◆ **ACTIVITY LIST**
1. Reproduce a passage from the breast cancer research article word for word. Begin at "As cancer survivors, Olson" and stop after "increase survival rates.".
2. According to the breast cancer research article, which computing center's resources are Olson and Throne using?

◆ **READING TEXT**
They're both cancer survivors.
||Cancer Survivors Lend Expertise To Fight: Husband and wife researchers Lorraine Olson, professor of mechanical engineering, and Robert Throne, head of the Department of Electrical and Computer Engineering, are using their interested in inverse math problem solving to developing ways to improve early detection and diagnosis of breast cancer. Lorraine is a breast cancer survivor, while Robert has overcome prostate cancer..
In 2005, at the age of 45, a routine mammogram revealed that Olson had breast cancer. A few months later, Throne was diagnosed with prostate cancer. After surviving the ordeal, Olson thought inverse problem solving could be used to improve early detection and diagnosis of breast cancer, without the trauma associated with a mammogram.
"We dealt with our issues and then decided to tackle this research," states Olson, a professor of mechanical engineering.
Olson's mathematical models are helping Throne, head of the Department of Electrical and Computer Engineering who also survived his cancer diagnosis, develop a robotic device that will mimic manual breast palpations and identify the tissue stiffness associated with possible cancer tumors.
According to the Centers for Disease Control and Prevention, 210,203 women were diagnosed with breast cancer and 40,589 women died from breast cancer in 2008 (the most recent year numbers are available).
As cancer survivors, Olson and Throne wanted to improve the odds women face when battling breast cancer. Current manual breast exams, the normal part of women's annual healthcare, don't record findings. The project being examined by Olson and Throne features math models for early detection of breast cancer. Mammograms are normally first given around age 40.
Olson says non-cancerous tissue may be more like "Jell-O," but a cancerous tissue would be stiffer, like a "Jell-O Jiggler." The robot could measure the amount of pressure required to move that area with the stiffer tissue versus normal tissue areas. While this would not replace mammograms, the opportunity to identify a possible cancerous tissue earlier -- through a stress-free procedure -- motivates the faculty research pair. They know that early detection will increase survival rates.
"This (robot exam) could be done at a much younger age and at a cost-effective rate that could find something that needs further investigation," says Olson, the mother of a college-aged daughter. Mammograms are normally first given around age 40.
Automating and refining the breast exam process needs more than just accurately recorded results. Mathematical computation is also needed to determine the tissue stiffness inside the breast. Then, three-dimensional algorithms will help create a stiffness map of the tissue.
Olson and Throne are utilizing resources at the Texas Advanced Computer Center (TACC) at the University of Texas, part of the National Science Foundation's Extreme Science and Engineering Discovery Environment. The couple is currently working to increase the speed of the tests to make them more efficient and more realistic.
"Research always stretches you," Olson says with a laugh. "What you think you can do can change by what you find."
Throne added that he welcomed the opportunity to use his expertise in inverse problems and control systems to help others.

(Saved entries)
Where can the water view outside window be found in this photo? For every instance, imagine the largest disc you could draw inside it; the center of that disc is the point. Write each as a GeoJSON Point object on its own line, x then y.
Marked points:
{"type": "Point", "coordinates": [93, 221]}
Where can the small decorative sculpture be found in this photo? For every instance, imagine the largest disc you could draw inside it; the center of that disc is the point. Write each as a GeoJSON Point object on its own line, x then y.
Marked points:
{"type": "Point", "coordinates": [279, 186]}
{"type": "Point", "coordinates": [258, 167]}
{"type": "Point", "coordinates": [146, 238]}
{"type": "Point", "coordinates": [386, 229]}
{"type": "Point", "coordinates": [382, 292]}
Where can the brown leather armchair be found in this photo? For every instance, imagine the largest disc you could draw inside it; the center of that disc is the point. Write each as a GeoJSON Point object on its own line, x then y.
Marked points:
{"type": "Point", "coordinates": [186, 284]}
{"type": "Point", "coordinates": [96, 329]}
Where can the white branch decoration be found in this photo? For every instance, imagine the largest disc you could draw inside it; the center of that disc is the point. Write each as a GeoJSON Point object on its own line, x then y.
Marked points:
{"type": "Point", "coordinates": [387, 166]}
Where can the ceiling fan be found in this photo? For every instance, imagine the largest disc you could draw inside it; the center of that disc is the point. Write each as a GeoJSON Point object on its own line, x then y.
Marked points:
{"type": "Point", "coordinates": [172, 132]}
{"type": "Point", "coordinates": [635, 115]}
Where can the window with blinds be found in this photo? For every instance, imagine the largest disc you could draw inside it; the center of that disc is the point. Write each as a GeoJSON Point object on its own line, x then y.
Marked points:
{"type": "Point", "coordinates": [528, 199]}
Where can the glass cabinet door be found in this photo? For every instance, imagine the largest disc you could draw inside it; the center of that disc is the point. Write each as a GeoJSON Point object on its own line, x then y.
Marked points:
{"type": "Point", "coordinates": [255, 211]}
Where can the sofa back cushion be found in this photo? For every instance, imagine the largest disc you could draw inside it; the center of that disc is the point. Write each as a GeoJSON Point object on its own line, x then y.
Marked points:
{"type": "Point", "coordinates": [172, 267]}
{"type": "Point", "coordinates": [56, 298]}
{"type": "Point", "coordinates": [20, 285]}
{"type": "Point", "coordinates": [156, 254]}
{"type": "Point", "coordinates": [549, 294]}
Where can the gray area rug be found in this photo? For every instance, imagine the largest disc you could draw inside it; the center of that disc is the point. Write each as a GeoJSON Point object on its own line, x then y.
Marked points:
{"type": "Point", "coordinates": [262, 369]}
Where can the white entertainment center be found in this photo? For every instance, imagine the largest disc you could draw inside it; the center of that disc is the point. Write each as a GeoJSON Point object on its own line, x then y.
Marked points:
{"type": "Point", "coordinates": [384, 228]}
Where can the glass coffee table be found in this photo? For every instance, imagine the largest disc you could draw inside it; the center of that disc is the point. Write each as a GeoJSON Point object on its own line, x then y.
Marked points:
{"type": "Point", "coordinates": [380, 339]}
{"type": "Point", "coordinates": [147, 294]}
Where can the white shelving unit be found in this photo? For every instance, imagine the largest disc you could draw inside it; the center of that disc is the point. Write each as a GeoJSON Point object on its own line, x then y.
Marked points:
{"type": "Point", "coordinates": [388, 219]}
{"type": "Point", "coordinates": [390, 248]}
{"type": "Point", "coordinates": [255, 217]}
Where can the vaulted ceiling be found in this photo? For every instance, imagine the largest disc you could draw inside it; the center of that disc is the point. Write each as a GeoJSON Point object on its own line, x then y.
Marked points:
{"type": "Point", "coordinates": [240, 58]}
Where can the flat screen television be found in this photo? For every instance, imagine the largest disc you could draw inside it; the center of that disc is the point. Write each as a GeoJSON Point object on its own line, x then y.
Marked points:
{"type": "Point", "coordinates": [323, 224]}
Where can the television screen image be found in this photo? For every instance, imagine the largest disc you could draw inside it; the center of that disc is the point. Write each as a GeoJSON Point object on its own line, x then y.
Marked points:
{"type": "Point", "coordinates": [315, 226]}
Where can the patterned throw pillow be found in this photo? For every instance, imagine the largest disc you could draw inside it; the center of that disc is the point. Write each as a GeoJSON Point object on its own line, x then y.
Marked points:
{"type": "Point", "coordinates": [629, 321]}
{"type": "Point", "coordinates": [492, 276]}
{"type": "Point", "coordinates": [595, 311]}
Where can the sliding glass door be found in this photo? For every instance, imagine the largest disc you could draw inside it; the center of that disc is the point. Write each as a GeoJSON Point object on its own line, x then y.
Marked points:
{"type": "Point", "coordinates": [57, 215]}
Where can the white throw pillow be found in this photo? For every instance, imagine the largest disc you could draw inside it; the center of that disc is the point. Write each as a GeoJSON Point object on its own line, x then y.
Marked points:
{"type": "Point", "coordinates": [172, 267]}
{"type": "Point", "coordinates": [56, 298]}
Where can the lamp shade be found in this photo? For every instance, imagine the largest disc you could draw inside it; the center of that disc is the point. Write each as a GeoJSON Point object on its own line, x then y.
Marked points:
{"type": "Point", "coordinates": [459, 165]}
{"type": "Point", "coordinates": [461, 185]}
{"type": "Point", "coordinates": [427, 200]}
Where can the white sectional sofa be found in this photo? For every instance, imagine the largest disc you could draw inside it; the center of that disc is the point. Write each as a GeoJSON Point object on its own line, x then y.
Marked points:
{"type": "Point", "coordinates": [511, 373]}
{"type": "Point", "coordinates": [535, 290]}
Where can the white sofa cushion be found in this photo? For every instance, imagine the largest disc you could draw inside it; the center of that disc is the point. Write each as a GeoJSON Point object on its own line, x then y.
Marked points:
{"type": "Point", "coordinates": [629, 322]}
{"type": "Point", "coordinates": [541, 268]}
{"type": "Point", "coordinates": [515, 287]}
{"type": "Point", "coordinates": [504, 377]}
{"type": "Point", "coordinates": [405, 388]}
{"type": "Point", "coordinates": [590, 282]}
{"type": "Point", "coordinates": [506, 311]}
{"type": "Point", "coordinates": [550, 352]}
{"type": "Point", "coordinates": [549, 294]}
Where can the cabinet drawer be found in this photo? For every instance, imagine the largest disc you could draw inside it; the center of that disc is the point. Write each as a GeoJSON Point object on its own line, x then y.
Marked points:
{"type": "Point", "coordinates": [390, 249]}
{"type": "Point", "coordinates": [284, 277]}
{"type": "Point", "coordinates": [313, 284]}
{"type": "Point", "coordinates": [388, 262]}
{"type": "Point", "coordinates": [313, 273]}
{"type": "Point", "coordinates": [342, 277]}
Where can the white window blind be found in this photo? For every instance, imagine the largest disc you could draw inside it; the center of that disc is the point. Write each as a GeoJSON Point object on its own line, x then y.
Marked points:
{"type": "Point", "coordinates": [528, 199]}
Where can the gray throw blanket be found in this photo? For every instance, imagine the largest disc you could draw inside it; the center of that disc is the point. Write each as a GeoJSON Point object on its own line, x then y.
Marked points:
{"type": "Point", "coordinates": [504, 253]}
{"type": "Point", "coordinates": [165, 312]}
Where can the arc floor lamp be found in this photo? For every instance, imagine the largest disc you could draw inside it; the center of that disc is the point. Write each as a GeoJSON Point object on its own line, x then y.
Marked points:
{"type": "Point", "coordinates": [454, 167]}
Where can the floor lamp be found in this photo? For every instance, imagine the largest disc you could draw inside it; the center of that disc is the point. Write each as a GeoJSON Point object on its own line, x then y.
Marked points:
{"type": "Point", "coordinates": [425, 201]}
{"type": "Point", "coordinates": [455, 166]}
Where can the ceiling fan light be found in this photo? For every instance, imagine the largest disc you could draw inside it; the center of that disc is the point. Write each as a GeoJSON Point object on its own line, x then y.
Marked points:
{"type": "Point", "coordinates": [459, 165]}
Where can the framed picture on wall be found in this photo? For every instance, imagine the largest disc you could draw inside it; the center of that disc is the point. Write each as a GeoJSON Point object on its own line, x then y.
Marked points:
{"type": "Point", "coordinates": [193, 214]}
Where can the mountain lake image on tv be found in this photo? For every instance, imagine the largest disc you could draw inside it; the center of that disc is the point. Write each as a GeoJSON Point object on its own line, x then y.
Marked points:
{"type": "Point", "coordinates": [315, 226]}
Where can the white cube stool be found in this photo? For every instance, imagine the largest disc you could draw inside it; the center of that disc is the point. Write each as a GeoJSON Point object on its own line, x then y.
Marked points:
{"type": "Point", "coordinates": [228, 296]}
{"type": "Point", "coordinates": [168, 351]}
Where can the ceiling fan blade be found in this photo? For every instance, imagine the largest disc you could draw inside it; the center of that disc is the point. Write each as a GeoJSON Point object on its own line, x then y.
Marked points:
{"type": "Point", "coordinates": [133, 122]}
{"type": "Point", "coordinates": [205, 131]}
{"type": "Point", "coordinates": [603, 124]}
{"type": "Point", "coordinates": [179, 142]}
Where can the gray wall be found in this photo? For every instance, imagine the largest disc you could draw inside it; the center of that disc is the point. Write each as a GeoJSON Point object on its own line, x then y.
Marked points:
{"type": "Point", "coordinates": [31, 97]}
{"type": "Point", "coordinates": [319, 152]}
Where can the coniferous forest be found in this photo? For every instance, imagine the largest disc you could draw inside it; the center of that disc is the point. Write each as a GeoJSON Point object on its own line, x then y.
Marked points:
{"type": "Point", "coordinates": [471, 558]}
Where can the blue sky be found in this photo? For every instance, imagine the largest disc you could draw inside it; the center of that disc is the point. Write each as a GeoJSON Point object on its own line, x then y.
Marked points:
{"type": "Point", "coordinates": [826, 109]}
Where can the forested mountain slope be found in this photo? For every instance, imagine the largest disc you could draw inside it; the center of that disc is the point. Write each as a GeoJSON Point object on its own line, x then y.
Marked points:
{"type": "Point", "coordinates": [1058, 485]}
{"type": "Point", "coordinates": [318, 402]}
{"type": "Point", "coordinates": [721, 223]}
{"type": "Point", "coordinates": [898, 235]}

◆ **SOLUTIONS**
1.
As cancer survivors, Olson and Throne wanted to improve the odds women face when battling breast cancer. Current manual breast exams, the normal part of women's annual healthcare, don't record findings. The project being examined by Olson and Throne features math models for early detection of breast cancer. Mammograms are normally first given around age 40.
Olson says non-cancerous tissue may be more like "Jell-O," but a cancerous tissue would be stiffer, like a "Jell-O Jiggler." The robot could measure the amount of pressure required to move that area with the stiffer tissue versus normal tissue areas. While this would not replace mammograms, the opportunity to identify a possible cancerous tissue earlier -- through a stress-free procedure -- motivates the faculty research pair. They know that early detection will increase survival rates.

2. The Texas Advanced Computer Center (TACC) at the University of Texas.